# Extract to read start

Discussion in 'Anything goes' started by Versatile, Jan 19, 2013.

  1. Inky_Wretch

    Inky_Wretch Well-Known Member

    Question: Do dive bars everywhere dump buckets of ice in the trough urinals, or is that just here?

    The urinals at PJ Clarke's are about damn perfect.
     
  2. amraeder

    amraeder Well-Known Member

    Fact: it's not a kid's urinal, it's a handicap urinal.
     
  3. Flying Headbutt

    Flying Headbutt Moderator Staff Member

    Saw that at a really fancy as club in downtown DC while I was attending a Christmas party. Was amazed by it in a WTF sort of way.
     
  4. Huggy

    Huggy Well-Known Member

    Rich Stadium in Buffalo still has the trough (least it did when I was there in 2011) and when those are full you just use the sink or piss in the drain on the floor.

    Worst thing I ever saw there were two drunk guys standing next to each other discussing the game at halftime. One guy turns - in mid stream - to make a point and pisses all over the other guy. Guy takes exception to it and takes a swing then it becomes two guys - with their pants around their ankles in puddles of piss on the floor - throwing down. Good times.
     
  5. Augusta National also has trough urinals
     
  6. Boom_70

    Boom_70 Well-Known Member

    You know that you are in a vintage stadium when you get the wall. In searching for a proper photo I came across this one of a guy just after he kissed the stadium wall at Husky Stadium, apparently earning $50 on a dare.

    [​IMG]
     
  7. Vombatus

    Vombatus Well-Known Member

    Women reading this thread will realize just how much fun we have with our happy appendage.

# Extract to read end
# Provided records start

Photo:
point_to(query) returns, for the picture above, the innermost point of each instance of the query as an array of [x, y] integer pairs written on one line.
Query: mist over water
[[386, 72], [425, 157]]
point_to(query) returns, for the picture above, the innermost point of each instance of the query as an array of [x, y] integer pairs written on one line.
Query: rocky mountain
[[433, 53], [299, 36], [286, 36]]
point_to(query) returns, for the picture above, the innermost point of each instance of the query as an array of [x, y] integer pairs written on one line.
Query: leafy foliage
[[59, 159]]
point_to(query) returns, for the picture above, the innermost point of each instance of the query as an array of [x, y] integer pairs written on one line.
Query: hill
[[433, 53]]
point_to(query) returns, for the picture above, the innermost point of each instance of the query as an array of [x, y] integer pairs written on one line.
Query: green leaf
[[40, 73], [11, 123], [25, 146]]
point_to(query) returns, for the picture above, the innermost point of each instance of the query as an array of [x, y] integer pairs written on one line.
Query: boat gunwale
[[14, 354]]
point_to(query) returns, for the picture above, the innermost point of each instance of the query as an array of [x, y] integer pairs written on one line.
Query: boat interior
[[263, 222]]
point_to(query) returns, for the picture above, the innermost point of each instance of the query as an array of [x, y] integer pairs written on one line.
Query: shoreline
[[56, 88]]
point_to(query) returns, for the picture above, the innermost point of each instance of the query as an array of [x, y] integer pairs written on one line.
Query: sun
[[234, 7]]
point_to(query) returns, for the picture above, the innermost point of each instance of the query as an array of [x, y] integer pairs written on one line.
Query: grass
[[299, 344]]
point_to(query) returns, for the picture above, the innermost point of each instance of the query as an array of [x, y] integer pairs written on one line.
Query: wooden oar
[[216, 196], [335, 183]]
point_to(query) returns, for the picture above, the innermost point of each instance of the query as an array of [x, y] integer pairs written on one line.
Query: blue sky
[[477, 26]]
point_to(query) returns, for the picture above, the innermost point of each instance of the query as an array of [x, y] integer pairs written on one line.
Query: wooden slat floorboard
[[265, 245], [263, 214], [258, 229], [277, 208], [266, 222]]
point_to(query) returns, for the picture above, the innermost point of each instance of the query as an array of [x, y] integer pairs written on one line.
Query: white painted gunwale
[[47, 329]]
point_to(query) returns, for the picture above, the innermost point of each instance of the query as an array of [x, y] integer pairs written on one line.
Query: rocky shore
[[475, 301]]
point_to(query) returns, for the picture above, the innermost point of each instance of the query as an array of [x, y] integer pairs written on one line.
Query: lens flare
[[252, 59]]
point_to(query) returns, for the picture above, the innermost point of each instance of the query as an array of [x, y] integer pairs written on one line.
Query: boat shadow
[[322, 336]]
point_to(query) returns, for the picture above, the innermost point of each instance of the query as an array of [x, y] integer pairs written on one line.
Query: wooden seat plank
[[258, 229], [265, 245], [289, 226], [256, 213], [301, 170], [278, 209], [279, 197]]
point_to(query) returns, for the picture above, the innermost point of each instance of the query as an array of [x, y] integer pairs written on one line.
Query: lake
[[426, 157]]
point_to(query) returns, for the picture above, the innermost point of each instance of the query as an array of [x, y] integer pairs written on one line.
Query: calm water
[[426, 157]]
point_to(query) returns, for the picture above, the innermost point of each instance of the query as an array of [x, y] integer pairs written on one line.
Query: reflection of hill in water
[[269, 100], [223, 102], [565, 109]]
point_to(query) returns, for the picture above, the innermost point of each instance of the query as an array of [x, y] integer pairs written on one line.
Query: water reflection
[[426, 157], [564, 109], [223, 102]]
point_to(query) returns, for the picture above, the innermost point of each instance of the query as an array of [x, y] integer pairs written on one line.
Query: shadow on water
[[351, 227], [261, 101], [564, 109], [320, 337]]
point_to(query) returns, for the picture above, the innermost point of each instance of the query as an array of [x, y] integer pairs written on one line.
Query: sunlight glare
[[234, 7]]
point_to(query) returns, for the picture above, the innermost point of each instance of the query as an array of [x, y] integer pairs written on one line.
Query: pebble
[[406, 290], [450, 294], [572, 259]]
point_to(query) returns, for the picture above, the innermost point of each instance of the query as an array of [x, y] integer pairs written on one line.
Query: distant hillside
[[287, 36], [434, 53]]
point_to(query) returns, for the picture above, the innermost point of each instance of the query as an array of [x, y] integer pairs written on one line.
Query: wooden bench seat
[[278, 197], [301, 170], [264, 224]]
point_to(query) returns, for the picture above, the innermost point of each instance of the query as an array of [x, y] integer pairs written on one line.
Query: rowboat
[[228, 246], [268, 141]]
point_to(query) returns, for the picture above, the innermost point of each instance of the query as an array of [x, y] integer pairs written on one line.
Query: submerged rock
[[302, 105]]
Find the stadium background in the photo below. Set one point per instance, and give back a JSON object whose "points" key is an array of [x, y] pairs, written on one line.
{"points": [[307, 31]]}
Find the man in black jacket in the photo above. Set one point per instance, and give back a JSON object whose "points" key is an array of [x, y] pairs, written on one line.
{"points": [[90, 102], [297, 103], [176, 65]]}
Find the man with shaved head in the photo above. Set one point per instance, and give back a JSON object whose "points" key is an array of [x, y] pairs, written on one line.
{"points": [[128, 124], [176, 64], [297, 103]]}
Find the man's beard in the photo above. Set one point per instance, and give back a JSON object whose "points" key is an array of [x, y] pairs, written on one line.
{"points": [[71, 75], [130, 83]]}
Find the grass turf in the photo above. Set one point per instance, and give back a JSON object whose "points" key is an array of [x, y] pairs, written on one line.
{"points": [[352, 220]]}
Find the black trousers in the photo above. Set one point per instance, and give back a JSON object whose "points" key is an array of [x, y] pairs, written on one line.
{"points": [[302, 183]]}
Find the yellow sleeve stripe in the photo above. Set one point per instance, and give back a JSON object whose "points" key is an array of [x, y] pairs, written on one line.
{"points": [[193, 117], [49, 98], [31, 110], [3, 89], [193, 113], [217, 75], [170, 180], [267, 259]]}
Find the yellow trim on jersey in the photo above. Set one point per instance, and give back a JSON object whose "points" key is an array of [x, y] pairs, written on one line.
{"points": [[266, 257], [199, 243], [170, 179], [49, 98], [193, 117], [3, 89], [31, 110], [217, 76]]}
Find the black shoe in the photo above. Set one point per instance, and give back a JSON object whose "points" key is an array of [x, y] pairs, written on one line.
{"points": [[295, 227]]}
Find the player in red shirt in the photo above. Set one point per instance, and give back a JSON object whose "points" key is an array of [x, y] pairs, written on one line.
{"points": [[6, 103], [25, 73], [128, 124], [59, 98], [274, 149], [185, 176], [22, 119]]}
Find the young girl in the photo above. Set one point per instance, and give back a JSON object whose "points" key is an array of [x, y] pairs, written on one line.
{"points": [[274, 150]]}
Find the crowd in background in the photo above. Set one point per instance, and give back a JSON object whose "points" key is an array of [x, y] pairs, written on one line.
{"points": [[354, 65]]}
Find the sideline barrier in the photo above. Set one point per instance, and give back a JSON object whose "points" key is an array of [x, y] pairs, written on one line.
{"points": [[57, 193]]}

# Provided records end

Task set:
1 – Could you reproduce the forum thread from "Question: Do dive" to "a handicap urinal.", renaming "dive bars" as "taverns"?
2 – Extract the coordinate labeling rows verbatim, from the first row through the line with "[[386, 72], [425, 157]]", including both ends.

Worked solutions:
1 –
Question: Do taverns everywhere dump buckets of ice in the trough urinals, or is that just here?

    The urinals at PJ Clarke's are about damn perfect.
     
  2. amraeder

    amraeder Well-Known Member

    Fact: it's not a kid's urinal, it's a handicap urinal.

2 –
Photo:
point_to(query) returns, for the picture above, the innermost point of each instance of the query as an array of [x, y] integer pairs written on one line.
Query: mist over water
[[386, 72], [425, 157]]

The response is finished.